**** Provided data

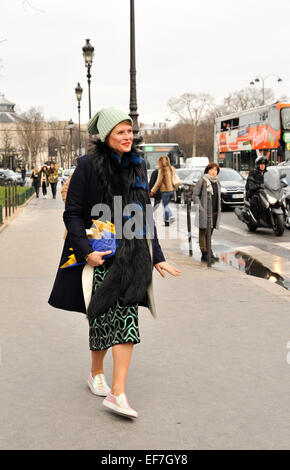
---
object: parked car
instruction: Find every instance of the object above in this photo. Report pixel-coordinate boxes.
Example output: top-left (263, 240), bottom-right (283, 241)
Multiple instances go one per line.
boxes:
top-left (181, 169), bottom-right (204, 204)
top-left (0, 169), bottom-right (24, 186)
top-left (61, 168), bottom-right (74, 185)
top-left (174, 168), bottom-right (205, 203)
top-left (218, 168), bottom-right (246, 209)
top-left (181, 167), bottom-right (245, 209)
top-left (0, 169), bottom-right (6, 185)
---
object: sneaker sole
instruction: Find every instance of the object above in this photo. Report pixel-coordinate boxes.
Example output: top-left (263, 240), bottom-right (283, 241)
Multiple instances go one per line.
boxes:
top-left (103, 399), bottom-right (138, 418)
top-left (87, 381), bottom-right (109, 397)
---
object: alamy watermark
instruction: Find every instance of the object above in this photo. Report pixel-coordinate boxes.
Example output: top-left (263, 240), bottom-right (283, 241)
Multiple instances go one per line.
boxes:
top-left (91, 196), bottom-right (199, 241)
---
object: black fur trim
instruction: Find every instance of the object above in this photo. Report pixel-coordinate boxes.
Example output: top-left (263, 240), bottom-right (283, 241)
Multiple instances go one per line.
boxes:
top-left (87, 142), bottom-right (152, 325)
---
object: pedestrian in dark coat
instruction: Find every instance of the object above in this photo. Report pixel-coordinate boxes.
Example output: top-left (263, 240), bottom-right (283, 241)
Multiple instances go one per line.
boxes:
top-left (48, 107), bottom-right (181, 419)
top-left (30, 166), bottom-right (40, 198)
top-left (21, 166), bottom-right (26, 182)
top-left (245, 155), bottom-right (268, 221)
top-left (39, 165), bottom-right (49, 198)
top-left (48, 162), bottom-right (58, 199)
top-left (193, 163), bottom-right (221, 262)
top-left (149, 168), bottom-right (161, 211)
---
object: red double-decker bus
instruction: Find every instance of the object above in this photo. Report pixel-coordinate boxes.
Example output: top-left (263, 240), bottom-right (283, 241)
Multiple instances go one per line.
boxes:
top-left (214, 102), bottom-right (290, 175)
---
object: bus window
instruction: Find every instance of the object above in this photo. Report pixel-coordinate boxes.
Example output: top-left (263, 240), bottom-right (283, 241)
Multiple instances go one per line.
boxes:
top-left (281, 108), bottom-right (290, 130)
top-left (268, 107), bottom-right (280, 131)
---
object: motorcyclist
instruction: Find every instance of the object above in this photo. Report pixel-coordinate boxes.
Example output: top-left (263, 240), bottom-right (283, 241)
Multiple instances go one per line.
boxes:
top-left (244, 154), bottom-right (268, 222)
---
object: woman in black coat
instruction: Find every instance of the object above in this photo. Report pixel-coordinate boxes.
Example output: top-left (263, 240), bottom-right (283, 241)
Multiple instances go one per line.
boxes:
top-left (48, 107), bottom-right (180, 418)
top-left (30, 166), bottom-right (40, 198)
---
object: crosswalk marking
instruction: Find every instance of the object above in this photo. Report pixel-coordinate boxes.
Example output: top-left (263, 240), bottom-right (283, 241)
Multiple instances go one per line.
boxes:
top-left (274, 242), bottom-right (290, 250)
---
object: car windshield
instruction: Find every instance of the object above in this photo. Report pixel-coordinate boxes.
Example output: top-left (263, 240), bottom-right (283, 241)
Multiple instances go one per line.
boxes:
top-left (218, 169), bottom-right (244, 182)
top-left (264, 168), bottom-right (282, 191)
top-left (281, 169), bottom-right (290, 185)
top-left (4, 170), bottom-right (15, 176)
top-left (183, 170), bottom-right (203, 183)
top-left (270, 167), bottom-right (290, 185)
top-left (176, 169), bottom-right (195, 180)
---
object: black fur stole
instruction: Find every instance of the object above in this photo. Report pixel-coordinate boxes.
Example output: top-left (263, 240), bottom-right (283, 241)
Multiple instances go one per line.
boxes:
top-left (86, 141), bottom-right (152, 325)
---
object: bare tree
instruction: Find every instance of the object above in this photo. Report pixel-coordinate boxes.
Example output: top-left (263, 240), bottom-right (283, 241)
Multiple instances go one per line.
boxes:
top-left (0, 129), bottom-right (13, 168)
top-left (223, 87), bottom-right (275, 113)
top-left (18, 107), bottom-right (46, 169)
top-left (22, 1), bottom-right (46, 13)
top-left (168, 93), bottom-right (214, 157)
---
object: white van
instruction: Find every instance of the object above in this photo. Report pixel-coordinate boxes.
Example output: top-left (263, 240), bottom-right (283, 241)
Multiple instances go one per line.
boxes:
top-left (185, 157), bottom-right (209, 168)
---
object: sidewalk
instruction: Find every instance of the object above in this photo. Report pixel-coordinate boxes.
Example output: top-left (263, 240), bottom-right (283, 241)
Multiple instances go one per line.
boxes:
top-left (1, 192), bottom-right (290, 450)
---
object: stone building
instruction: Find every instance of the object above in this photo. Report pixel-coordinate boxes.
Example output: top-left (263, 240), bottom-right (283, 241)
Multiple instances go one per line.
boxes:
top-left (0, 93), bottom-right (88, 169)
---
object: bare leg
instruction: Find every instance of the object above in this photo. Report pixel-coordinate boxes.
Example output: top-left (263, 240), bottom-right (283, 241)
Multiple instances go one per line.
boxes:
top-left (91, 350), bottom-right (108, 377)
top-left (111, 343), bottom-right (134, 396)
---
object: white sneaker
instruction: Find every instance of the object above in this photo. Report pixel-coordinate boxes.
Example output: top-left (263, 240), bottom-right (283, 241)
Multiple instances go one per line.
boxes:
top-left (87, 373), bottom-right (110, 396)
top-left (103, 392), bottom-right (138, 418)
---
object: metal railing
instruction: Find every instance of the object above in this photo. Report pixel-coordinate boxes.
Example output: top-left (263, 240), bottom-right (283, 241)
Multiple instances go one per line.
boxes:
top-left (0, 182), bottom-right (35, 224)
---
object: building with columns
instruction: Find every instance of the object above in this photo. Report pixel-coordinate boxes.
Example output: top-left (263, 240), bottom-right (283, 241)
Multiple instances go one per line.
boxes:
top-left (0, 93), bottom-right (88, 169)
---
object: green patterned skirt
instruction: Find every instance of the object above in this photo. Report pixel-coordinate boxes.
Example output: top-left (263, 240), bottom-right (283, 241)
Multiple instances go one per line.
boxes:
top-left (89, 258), bottom-right (140, 351)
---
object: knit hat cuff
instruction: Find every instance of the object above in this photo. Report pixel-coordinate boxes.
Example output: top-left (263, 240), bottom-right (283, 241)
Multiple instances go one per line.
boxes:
top-left (87, 107), bottom-right (133, 141)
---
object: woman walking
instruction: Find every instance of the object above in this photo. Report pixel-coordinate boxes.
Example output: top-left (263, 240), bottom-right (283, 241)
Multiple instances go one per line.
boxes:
top-left (193, 162), bottom-right (221, 262)
top-left (48, 107), bottom-right (180, 419)
top-left (39, 164), bottom-right (49, 198)
top-left (30, 166), bottom-right (40, 198)
top-left (48, 162), bottom-right (58, 199)
top-left (149, 155), bottom-right (176, 226)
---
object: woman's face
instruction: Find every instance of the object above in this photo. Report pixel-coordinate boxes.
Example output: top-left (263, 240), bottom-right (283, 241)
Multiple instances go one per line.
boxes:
top-left (208, 167), bottom-right (218, 177)
top-left (107, 121), bottom-right (133, 156)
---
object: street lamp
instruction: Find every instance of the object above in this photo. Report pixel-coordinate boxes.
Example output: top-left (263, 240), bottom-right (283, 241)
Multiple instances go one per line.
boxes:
top-left (82, 39), bottom-right (94, 119)
top-left (75, 82), bottom-right (83, 157)
top-left (68, 119), bottom-right (74, 168)
top-left (165, 118), bottom-right (171, 142)
top-left (250, 74), bottom-right (283, 105)
top-left (129, 0), bottom-right (142, 144)
top-left (54, 147), bottom-right (58, 165)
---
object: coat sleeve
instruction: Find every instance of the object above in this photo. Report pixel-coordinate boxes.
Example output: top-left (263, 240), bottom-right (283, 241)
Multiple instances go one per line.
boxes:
top-left (142, 160), bottom-right (165, 264)
top-left (151, 170), bottom-right (162, 194)
top-left (63, 159), bottom-right (93, 263)
top-left (246, 171), bottom-right (261, 198)
top-left (149, 170), bottom-right (157, 191)
top-left (193, 178), bottom-right (204, 206)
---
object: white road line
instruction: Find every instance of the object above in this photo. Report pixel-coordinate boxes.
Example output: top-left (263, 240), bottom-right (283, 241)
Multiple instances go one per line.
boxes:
top-left (220, 224), bottom-right (250, 237)
top-left (274, 242), bottom-right (290, 250)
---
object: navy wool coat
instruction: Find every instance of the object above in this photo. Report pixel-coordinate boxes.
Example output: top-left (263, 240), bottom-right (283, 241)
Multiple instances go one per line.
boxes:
top-left (48, 154), bottom-right (165, 314)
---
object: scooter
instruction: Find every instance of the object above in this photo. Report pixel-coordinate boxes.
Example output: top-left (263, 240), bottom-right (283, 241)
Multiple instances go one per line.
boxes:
top-left (235, 168), bottom-right (287, 236)
top-left (284, 186), bottom-right (290, 229)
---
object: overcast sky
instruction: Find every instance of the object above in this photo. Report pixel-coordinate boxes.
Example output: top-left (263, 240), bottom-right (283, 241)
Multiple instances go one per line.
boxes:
top-left (1, 0), bottom-right (290, 126)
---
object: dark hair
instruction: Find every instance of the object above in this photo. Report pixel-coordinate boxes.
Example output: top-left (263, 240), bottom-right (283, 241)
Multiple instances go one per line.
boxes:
top-left (204, 162), bottom-right (220, 174)
top-left (89, 140), bottom-right (145, 208)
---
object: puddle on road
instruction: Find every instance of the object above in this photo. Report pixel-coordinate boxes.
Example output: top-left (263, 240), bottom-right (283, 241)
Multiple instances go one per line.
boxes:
top-left (217, 250), bottom-right (290, 290)
top-left (181, 240), bottom-right (290, 290)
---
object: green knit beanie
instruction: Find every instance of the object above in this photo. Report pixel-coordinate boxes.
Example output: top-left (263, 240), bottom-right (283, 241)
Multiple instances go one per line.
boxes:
top-left (87, 107), bottom-right (133, 141)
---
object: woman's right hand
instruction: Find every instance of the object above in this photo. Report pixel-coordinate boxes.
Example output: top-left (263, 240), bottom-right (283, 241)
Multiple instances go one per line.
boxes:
top-left (86, 250), bottom-right (112, 266)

********

- Task goal -
Your answer should consist of the lines above that hold the word "coat".

- Completed exercise -
object: pedestrian in dark coat
object: woman in black coat
object: coat sleeve
object: navy wool coat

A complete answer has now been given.